> Your task: Rewrite all of the following records as a two-column CSV with the header row input,output. Each record gets one row, with its text in the input column and its answer in the output column. Every field should be enclosed in double quotes, and line breaks should be replaced with spaces.

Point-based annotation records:

* Begin *

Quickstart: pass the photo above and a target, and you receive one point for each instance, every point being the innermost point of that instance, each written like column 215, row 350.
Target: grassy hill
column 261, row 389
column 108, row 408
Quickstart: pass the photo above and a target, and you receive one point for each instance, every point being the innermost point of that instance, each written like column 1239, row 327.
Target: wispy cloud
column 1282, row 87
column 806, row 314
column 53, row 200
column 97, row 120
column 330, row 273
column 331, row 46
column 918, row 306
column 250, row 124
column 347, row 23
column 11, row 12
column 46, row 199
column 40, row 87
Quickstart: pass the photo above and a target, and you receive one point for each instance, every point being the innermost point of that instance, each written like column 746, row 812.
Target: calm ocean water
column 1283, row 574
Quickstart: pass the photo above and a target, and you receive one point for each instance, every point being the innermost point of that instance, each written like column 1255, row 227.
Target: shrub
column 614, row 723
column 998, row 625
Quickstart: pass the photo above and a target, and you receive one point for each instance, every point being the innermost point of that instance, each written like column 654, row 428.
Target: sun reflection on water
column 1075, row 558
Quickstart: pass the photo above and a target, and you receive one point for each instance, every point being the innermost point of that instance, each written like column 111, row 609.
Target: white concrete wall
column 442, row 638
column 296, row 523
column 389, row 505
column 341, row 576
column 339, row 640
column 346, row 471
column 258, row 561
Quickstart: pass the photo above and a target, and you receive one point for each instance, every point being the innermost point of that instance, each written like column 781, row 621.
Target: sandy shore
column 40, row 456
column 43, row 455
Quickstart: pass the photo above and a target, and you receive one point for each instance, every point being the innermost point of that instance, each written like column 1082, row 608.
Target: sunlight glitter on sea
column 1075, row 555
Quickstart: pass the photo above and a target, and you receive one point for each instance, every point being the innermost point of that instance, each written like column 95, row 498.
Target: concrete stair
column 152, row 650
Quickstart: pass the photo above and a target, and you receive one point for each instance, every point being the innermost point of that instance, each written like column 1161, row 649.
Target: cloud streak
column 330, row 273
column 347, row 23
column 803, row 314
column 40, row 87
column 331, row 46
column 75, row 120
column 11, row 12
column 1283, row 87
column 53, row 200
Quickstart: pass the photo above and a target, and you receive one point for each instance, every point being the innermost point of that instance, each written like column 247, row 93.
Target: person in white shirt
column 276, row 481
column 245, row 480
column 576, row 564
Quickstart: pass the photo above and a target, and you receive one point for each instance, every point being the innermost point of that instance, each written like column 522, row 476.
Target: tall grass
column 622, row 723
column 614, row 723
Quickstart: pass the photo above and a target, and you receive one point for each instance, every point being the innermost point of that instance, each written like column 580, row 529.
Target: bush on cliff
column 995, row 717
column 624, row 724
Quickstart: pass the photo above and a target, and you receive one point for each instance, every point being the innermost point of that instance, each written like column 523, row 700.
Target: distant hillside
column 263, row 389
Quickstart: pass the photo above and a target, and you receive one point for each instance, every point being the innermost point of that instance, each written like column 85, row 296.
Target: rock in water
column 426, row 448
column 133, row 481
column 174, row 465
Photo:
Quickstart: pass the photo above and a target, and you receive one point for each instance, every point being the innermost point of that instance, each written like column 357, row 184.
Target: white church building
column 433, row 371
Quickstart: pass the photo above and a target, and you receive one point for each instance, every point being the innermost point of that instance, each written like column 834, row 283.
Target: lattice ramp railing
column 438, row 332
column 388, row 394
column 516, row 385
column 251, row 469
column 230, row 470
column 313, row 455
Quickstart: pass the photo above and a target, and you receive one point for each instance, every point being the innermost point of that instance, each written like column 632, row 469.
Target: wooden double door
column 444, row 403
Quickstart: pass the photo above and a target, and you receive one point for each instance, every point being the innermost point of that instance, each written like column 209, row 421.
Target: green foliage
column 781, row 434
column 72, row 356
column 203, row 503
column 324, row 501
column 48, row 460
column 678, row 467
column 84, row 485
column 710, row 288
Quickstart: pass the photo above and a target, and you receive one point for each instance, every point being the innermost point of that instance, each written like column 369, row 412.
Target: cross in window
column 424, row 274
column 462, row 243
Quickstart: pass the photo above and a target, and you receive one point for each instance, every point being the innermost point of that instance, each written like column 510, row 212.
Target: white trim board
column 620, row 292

* End *

> Written response:
input,output
"Quickstart: pass the photo above and a target, and you receive one point for each instance, every point being the innermost point of that instance, each written like column 215, row 350. Target: grassy hill","column 261, row 389 column 108, row 408"
"Quickstart: pass the photo above and a target, and you receive one point for each instance, every point being the innermost point of that instance, each written like column 1239, row 327. Target: wispy cloud","column 1282, row 87 column 806, row 314 column 53, row 200 column 97, row 120 column 330, row 273 column 331, row 46 column 918, row 306 column 250, row 124 column 347, row 23 column 11, row 12 column 46, row 199 column 40, row 87"
"Quickstart: pass the photo above and a target, and you receive one point for each instance, every point being the innermost point of that instance, each written like column 746, row 812. Target: calm ocean water","column 1283, row 574"
"Quickstart: pass the photo above and a target, and you receive one point for each instance, every point being the innermost point of that instance, each written like column 1255, row 227. Target: shrub","column 614, row 723 column 998, row 625"
"Quickstart: pass the photo above and a target, and you receive one point for each instance, every point being the innermost point of that instance, each written like column 654, row 428. Target: sun reflection on water","column 1075, row 558"
"Quickstart: pass the photo above and a target, and you receive one point for each instance, every point being the innermost point of that instance, each written like column 111, row 609. Target: white concrete wall","column 442, row 638 column 296, row 523 column 389, row 505 column 341, row 576 column 339, row 640 column 346, row 471 column 258, row 561"
"Quickstart: pass the photo above and a target, and you receive one point for each instance, every point being the innermost point of that instance, each written like column 781, row 621. Target: sandy shore","column 40, row 456 column 43, row 455"
"Quickstart: pass the photo above and a target, and you receive one point for each instance, every point being the innermost point of that instance, each written like column 1082, row 608. Target: sunlight glitter on sea","column 1075, row 555"
"Quickstart: pass the photo above and a target, and you receive one point for each instance, every point being the innermost point of that instance, each written like column 95, row 498. Target: concrete stair","column 152, row 650"
"Quickstart: pass the photo above and a target, and you receive one point for each instance, every point being the innermost point of that instance, each written like column 1161, row 649. Target: cloud streak","column 330, row 273 column 347, row 23 column 803, row 314 column 40, row 87 column 331, row 46 column 75, row 120 column 11, row 12 column 1283, row 87 column 53, row 200"
"Quickstart: pass the photo above and a target, and you receive one point for each instance, every point being the innermost point of that instance, each written like column 247, row 93. Target: person in white shirt","column 276, row 481 column 245, row 480 column 576, row 564"
"Quickstart: pass the photo above and a target, and you receive one point for each instance, every point being the innermost point of that instance, each written like column 522, row 476. Target: tall grass","column 622, row 723 column 614, row 723"
"Quickstart: pass the photo above and a target, and you receive one point for each instance, every point being the innermost point of that instance, each written like column 580, row 529. Target: bush on cliff","column 995, row 717 column 624, row 724"
"Quickstart: pass the photo above and a target, and you receive one point for each instance, every point being the innermost point of that instance, each written like column 523, row 700. Target: distant hillside","column 263, row 389"
"Quickstart: pass the photo above and a target, and you receive one point for each instance, every point being the innermost point of that instance, each written like column 85, row 296. Target: rock in water","column 426, row 448 column 133, row 481 column 174, row 465"
"Photo: Quickstart: pass the photo above and a target, and you receive one point for each instance, every point being the innermost point of that instance, each written like column 357, row 184. Target: white church building","column 433, row 371"
"Quickstart: pass the photo above and a target, and you receive one point for each instance, every point being the innermost point of that instance, each written like column 834, row 283. Target: lattice ramp railing","column 438, row 332 column 388, row 394 column 516, row 385 column 251, row 469 column 230, row 470 column 313, row 455"
"Quickstart: pass the photo above and a target, and you receive one point for each instance, every point being the innermost point of that instance, each written like column 632, row 469. Target: wooden double door","column 444, row 403"
"Quickstart: pass the photo above and a target, and you receive one point for each instance, every point being the innermost point of that instance, each written like column 209, row 421. Target: green foliage","column 781, row 434 column 72, row 356 column 203, row 503 column 324, row 501 column 48, row 460 column 678, row 467 column 84, row 485 column 710, row 288"
"Quickstart: pass the photo above and a target, and you receive one point for each instance, every point being the innermost point of that instance, each written like column 369, row 412. Target: cross in window","column 424, row 274 column 462, row 243"
"Quickstart: pass the photo above and a target, and you receive one point for each instance, every point being the innermost point of that instance, each written like column 510, row 212. Target: white trim board","column 620, row 292"